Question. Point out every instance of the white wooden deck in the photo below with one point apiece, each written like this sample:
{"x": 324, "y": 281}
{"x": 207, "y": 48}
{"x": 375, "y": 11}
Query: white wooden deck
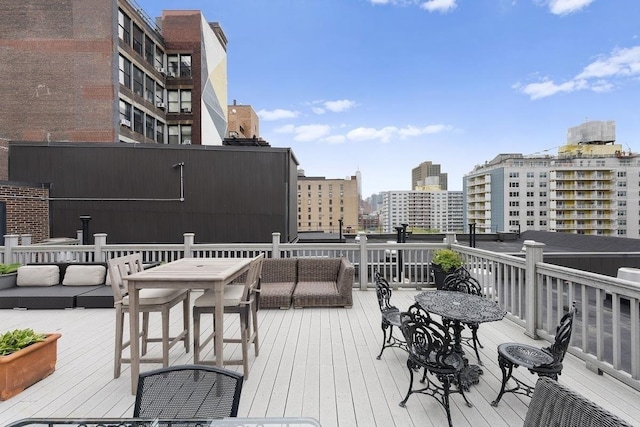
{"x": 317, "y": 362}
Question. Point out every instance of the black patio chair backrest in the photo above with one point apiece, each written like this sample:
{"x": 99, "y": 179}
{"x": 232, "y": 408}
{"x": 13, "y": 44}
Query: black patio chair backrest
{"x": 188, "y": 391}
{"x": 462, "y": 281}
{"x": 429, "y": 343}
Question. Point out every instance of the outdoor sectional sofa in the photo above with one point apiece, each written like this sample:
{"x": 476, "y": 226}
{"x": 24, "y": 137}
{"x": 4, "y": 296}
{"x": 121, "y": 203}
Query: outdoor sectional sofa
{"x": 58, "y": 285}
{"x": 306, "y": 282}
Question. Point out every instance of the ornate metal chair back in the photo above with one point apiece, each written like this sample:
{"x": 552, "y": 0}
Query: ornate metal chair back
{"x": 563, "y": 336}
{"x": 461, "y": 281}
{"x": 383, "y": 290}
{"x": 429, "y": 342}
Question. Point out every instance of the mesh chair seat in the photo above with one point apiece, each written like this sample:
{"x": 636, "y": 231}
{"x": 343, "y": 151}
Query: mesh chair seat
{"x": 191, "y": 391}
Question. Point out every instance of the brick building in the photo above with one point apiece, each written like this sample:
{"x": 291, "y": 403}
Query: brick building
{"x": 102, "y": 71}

Your goal:
Return the stretch of the records from the line containing "Question. Point out every instance of the mesh" through the end of the records, copied exactly and including both ends.

Answer in full:
Question. Point out every instance of the mesh chair seat in the photo above with one point apiece, each written like this sample:
{"x": 636, "y": 231}
{"x": 343, "y": 151}
Query: mesh chair seat
{"x": 191, "y": 391}
Question. Point out every instance of the brick building in the photo above with one point apiece, each written like this sample:
{"x": 291, "y": 403}
Query: brick building
{"x": 102, "y": 71}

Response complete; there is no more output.